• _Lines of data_
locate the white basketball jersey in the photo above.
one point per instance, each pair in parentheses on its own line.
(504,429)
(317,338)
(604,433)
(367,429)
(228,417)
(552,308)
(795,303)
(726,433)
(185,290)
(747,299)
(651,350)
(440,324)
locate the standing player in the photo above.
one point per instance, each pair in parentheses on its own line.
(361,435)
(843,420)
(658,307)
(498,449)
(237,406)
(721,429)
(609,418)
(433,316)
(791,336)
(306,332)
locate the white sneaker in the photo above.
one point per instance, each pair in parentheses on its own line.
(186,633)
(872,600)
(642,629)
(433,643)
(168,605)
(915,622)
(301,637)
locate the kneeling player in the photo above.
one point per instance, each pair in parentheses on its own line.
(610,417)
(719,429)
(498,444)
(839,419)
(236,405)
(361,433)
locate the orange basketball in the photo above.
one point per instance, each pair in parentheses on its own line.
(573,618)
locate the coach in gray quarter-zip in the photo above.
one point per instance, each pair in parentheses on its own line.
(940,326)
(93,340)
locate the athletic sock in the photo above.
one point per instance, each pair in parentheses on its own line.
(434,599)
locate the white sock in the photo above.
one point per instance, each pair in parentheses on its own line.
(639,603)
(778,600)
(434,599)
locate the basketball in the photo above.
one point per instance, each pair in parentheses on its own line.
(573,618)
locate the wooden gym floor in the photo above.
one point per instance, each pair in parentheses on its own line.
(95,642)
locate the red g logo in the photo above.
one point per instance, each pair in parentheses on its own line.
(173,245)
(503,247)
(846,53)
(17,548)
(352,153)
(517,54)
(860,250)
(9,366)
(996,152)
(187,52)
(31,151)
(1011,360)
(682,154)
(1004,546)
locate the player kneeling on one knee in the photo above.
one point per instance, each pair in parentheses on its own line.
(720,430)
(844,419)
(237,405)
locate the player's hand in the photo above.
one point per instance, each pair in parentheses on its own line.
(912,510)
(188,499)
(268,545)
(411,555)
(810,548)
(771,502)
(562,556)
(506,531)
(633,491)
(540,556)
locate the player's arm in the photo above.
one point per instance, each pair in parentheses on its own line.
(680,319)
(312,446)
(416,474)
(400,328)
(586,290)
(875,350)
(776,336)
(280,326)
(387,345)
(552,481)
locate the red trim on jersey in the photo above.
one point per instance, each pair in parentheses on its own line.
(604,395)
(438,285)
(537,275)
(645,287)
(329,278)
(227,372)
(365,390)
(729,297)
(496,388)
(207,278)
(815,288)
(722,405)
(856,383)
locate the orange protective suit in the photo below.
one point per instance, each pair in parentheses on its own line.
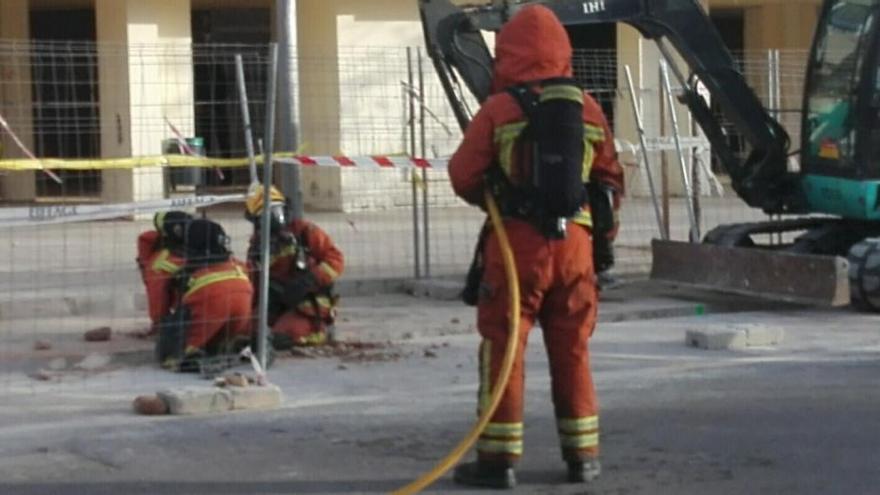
(306,324)
(158,266)
(219,298)
(556,276)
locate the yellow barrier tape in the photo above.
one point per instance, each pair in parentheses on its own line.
(159,161)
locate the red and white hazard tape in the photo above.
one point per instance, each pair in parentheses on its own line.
(379,162)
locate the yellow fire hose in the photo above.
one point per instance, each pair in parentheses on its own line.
(506,366)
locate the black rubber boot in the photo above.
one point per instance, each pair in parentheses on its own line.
(486,475)
(584,471)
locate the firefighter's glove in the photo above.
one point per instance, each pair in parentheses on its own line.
(299,288)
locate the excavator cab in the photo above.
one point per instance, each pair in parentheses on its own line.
(831,252)
(840,157)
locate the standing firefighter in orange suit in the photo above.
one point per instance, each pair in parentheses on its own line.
(303,268)
(214,314)
(159,258)
(544,150)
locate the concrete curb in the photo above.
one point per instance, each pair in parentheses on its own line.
(191,401)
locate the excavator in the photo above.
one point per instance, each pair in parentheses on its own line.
(828,206)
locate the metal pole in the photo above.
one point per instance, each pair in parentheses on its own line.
(777,70)
(664,162)
(268,143)
(287,132)
(685,177)
(246,118)
(411,122)
(640,127)
(426,224)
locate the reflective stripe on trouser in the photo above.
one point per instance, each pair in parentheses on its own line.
(325,307)
(301,329)
(558,289)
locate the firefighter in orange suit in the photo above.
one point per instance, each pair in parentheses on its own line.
(160,258)
(214,315)
(305,263)
(557,277)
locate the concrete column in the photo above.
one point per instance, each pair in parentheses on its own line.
(146,75)
(16,97)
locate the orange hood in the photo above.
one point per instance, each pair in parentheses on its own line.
(532,46)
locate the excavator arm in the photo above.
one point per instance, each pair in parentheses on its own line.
(761,178)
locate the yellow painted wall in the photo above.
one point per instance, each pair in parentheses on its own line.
(15,98)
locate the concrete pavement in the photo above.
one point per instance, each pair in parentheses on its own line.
(798,418)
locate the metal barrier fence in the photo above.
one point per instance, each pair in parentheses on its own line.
(117,116)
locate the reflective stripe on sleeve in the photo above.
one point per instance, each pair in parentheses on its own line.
(563,92)
(574,425)
(196,284)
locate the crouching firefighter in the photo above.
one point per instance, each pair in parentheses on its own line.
(304,264)
(541,146)
(214,314)
(159,258)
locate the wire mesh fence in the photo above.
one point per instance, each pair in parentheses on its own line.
(118,115)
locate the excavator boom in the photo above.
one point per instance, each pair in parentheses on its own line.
(761,178)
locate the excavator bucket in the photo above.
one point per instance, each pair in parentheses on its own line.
(780,276)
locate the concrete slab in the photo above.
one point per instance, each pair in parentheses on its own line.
(734,336)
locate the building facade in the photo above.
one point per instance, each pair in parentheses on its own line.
(143,66)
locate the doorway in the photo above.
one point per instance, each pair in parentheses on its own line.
(64,80)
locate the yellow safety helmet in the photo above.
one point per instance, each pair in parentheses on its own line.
(255,199)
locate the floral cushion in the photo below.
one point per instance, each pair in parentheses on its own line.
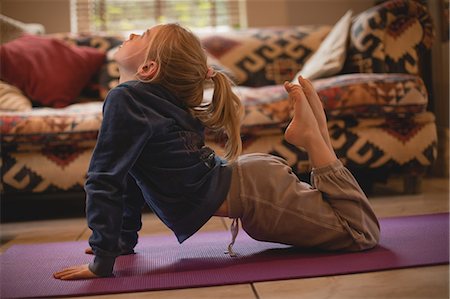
(372,95)
(77,122)
(394,144)
(392,37)
(268,56)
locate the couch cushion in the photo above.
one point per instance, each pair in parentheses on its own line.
(12,99)
(78,122)
(47,70)
(390,144)
(392,37)
(266,107)
(265,56)
(372,95)
(329,59)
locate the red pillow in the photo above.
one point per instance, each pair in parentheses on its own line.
(47,70)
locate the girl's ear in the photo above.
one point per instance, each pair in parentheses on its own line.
(148,70)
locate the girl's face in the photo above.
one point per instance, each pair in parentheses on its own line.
(132,53)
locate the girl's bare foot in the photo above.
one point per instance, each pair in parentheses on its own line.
(316,106)
(303,127)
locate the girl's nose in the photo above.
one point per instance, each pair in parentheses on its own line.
(132,35)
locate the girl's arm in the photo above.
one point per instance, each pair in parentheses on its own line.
(123,134)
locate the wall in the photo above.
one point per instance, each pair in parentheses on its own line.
(53,14)
(298,12)
(440,92)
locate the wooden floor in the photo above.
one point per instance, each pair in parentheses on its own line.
(422,282)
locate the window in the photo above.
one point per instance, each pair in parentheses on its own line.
(138,15)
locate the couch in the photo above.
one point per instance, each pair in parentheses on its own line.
(376,102)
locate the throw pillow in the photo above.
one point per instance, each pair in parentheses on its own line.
(47,70)
(12,99)
(329,59)
(11,29)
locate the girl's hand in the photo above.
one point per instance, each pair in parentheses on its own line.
(75,272)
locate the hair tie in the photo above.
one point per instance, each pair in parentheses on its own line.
(210,73)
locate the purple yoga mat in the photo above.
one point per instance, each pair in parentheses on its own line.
(161,263)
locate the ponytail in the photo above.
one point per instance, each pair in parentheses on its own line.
(225,111)
(183,70)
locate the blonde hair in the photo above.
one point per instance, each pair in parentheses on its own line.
(182,68)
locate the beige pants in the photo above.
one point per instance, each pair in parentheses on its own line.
(275,206)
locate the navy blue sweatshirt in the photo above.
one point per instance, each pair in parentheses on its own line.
(149,139)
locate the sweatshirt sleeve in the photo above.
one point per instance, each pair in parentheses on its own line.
(123,134)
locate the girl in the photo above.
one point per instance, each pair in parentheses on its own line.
(151,150)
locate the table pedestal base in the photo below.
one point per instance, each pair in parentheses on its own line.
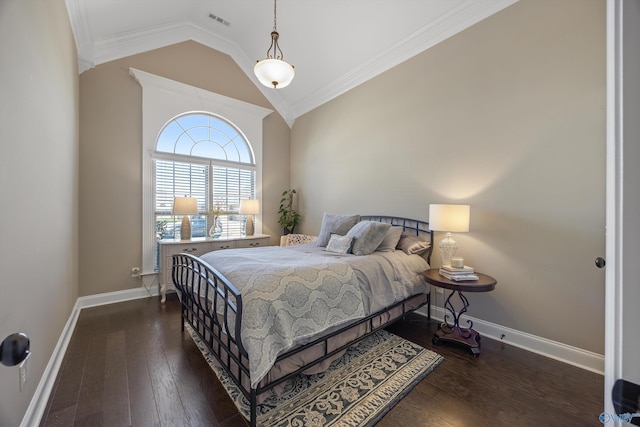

• _Stated exercise_
Copy out every line of the listing above word for word, without the pictures.

• _Response for this exercise_
locate the white basketball jersey in the photo above.
one point per instance, each pair in parentheses on its own line.
(504,429)
(317,338)
(604,433)
(367,429)
(228,417)
(552,308)
(795,303)
(726,433)
(185,290)
(747,299)
(651,350)
(440,324)
locate the standing player in the photo above.
one point per instance, each pair in parentheses on its own line.
(361,435)
(843,420)
(658,307)
(498,449)
(237,406)
(721,429)
(609,418)
(433,316)
(791,336)
(306,332)
locate the white sneaker in the photo above.
one point per instance, each pair in parentheses on its own line.
(186,633)
(872,600)
(642,629)
(433,643)
(168,605)
(915,622)
(301,637)
locate the kneeling player in the photo above.
one point per instance, each pair in parentheses on its own line.
(610,417)
(719,429)
(498,444)
(839,419)
(236,405)
(361,433)
locate the orange basketball in the photo above.
one point per instance, each pair in parentheses on its own line.
(573,618)
locate the coach in gray quarter-zip in the photo above.
one point per instance, each pair in parentheses on its own line.
(940,326)
(93,340)
locate the athletic sock in the photo above.
one point per instance, each pair in parentheses on its own line.
(434,599)
locate the white sock in the photo above.
one point per instance, each pair in parentheses on its own line.
(639,603)
(778,600)
(434,599)
locate the basketball in the photo above.
one point per instance, each pair in parentheses on its own line.
(573,618)
locate the wooden gym floor in the photo above.
one point per instance, each pair in parentheses on its own line.
(95,642)
locate the red g logo in the photo above.
one point per instance, each pair in parentheses on its own line.
(173,245)
(503,247)
(846,53)
(17,548)
(352,153)
(517,54)
(860,250)
(9,366)
(996,152)
(187,52)
(31,151)
(1011,360)
(682,154)
(1004,546)
locate the player kneeling on one knee in the photo above.
one point per instance, each pair in parentheses on its own line.
(720,430)
(844,419)
(237,405)
locate the player's hand in the photo above.
one point per instance, each pair in parentheses on its own line.
(912,510)
(188,499)
(268,545)
(411,555)
(810,548)
(771,502)
(562,556)
(506,531)
(633,491)
(540,556)
locate the player's arm in the photo above.
one point per instance, each pair in parentheses on its own line.
(680,319)
(312,446)
(416,474)
(400,328)
(586,290)
(875,350)
(776,336)
(280,326)
(387,345)
(552,481)
locate the red trim on jersey in the photo above.
one point per instance, each pair in parentheses on its own line.
(604,395)
(438,285)
(537,275)
(645,287)
(329,278)
(227,372)
(365,390)
(729,297)
(496,388)
(207,278)
(815,288)
(722,405)
(856,383)
locate the orange protective suit in the photo below.
one point per instance, each pair in parentheses on its own line.
(306,324)
(158,266)
(219,298)
(556,276)
locate the yellow barrier tape in the photo above.
one point per instance, each pair in parentheses on its own line.
(159,161)
locate the red and white hazard tape in the photo above.
one point per instance, each pair in parentheses on its own line.
(379,162)
locate the yellow fire hose in the photo above.
one point per instance, each pair in parentheses on its own line.
(506,366)
locate the black rubber boot in the photo above.
one point per instance, each pair in parentheses on its own line.
(486,475)
(584,471)
locate the firefighter's glove in the photo above.
one point per instance, each pair in parentheses on its own line.
(299,288)
locate the excavator cab in the photo above.
one point per instance, each pair in parentheses on its own line.
(831,252)
(840,157)
locate the standing firefighter in orange suit in the photo above.
one point per instance, each pair in parentheses on its own line.
(303,268)
(214,314)
(159,258)
(544,150)
locate the concrete curb in the photo above.
one point per instance, each pair in parentheses on its own line.
(191,401)
locate the excavator in the photo above.
one point per instance, each pair in parentheses on its own line.
(828,206)
locate the metal pole in the photo above.
one point per instance, each pair in parentheses on its own line.
(777,70)
(664,162)
(268,143)
(287,132)
(685,177)
(246,118)
(411,122)
(640,127)
(426,224)
locate the reflective stripe on trouser in the photo above.
one point per instance, each pair in parentheses on its own line.
(325,307)
(301,329)
(558,289)
locate the firefighter in orange suit in the photo above.
one point per instance, each pair in parentheses on its own line.
(160,258)
(214,315)
(305,263)
(557,277)
locate the concrete column in the photo above.
one point per instance, each pair in parentheses on its own line.
(146,75)
(16,97)
locate the orange hood in the photo above.
one point per instance, each pair in parentheses on its own line.
(532,46)
locate the excavator arm in the photo above.
one point per instance, each pair in parentheses on its own line.
(761,178)
locate the yellow painted wall in the photo above.
one point per instance, each pair in parentheses on its own line.
(15,98)
locate the concrete pavement in the photo above.
one point per instance, each pair in parentheses on its own line.
(798,418)
locate the metal barrier fence in the photo above.
one point per instance, each pair in parentheses on its own line.
(117,116)
locate the reflective stripe on sleeve in the photo above.
one point per instance, each pair in parentheses on its own line.
(563,92)
(574,425)
(196,284)
locate the crouching firefighter in the photo above.
one point per instance, each pair in parentheses on its own line.
(304,264)
(541,146)
(214,314)
(159,258)
locate the wire mesh fence in the photo above.
one point per instance, each pair in parentheses on its own line.
(118,115)
locate the excavator boom in the photo above.
one point per instance, each pair in parentheses on its own line.
(761,178)
locate the excavator bucket in the photo above.
one point per instance, each pair in parentheses on its own line.
(780,276)
locate the concrete slab in the photo above.
one point per instance, each pair in parentheses on its own line.
(734,336)
locate the building facade in the photo above.
one point per instance, each pair in parentheses on its own line.
(143,66)
locate the doorway in the photo above.
one point per instance, each pair in parentheses on its own line.
(64,80)
locate the yellow safety helmet in the photo above.
one point per instance, each pair in parentheses on its own line.
(255,199)
locate the floral cushion in the photo below.
one point per instance, each pair in parentheses on its own line.
(372,95)
(77,122)
(394,144)
(392,37)
(268,56)
locate the couch cushion in the photo above.
one point per instance, each pair in parentheses on its own line.
(12,99)
(78,122)
(47,70)
(390,144)
(392,37)
(266,107)
(265,56)
(372,95)
(329,59)
locate the red pillow in the photo above.
one point per instance, each pair in parentheses on its own line.
(47,70)
locate the girl's ear in the photo above.
one point per instance, each pair in parentheses on its own line.
(148,70)
locate the girl's face in the photo above.
one point per instance, each pair in parentheses on its own line.
(132,53)
locate the girl's bare foot in the photo above.
one point per instance, each pair in parentheses on its own line.
(316,106)
(303,127)
locate the girl's nose in the photo above.
one point per instance, each pair in parentheses on its own line.
(132,35)
locate the girl's arm in the photo above.
one point per instance, each pair in parentheses on its own line.
(123,134)
locate the wall in the photo above.
one point per instance, each pair in parentheses on its own line.
(53,14)
(298,12)
(440,92)
locate the wooden floor in the photo above.
one point per instance, each pair in parentheses on its own line.
(422,282)
locate the window in the photo above.
one point per instance, each pair in parentheses on its own line.
(138,15)
locate the couch in the photo above.
one point per instance, each pair in parentheses on its own line.
(376,102)
locate the throw pillow in the photo above.
one point per instance, each pair in parentheses on its own line.
(47,70)
(12,99)
(329,59)
(11,29)
locate the girl's hand in the photo above.
one point per instance, each pair in parentheses on its own line.
(75,272)
locate the hair tie in the photo above.
one point per instance, each pair in parentheses on its own line.
(210,73)
locate the purple yoga mat in the photo above.
one point per instance, each pair in parentheses on its own line.
(161,263)
locate the ponytail in the photo above.
one point per instance, each pair in parentheses on its own line.
(225,111)
(183,70)
locate the blonde hair in the photo above.
one point per instance, each pair in parentheses on its own line.
(182,68)
locate the beige pants in the photo above.
one point per instance, each pair in parentheses on its own line.
(275,206)
locate the navy blue sweatshirt in the photo above.
one point per instance, each pair in parentheses on its own line.
(149,139)
locate the sweatshirt sleeve in the photo above.
one point per instance, each pair in parentheses on its own line.
(123,134)
locate the girl in the photo above.
one point per instance, each pair in parentheses on its own line.
(151,150)
locate the table pedestal base in the photo below.
one point per instance, each pair in parentheses on its own line.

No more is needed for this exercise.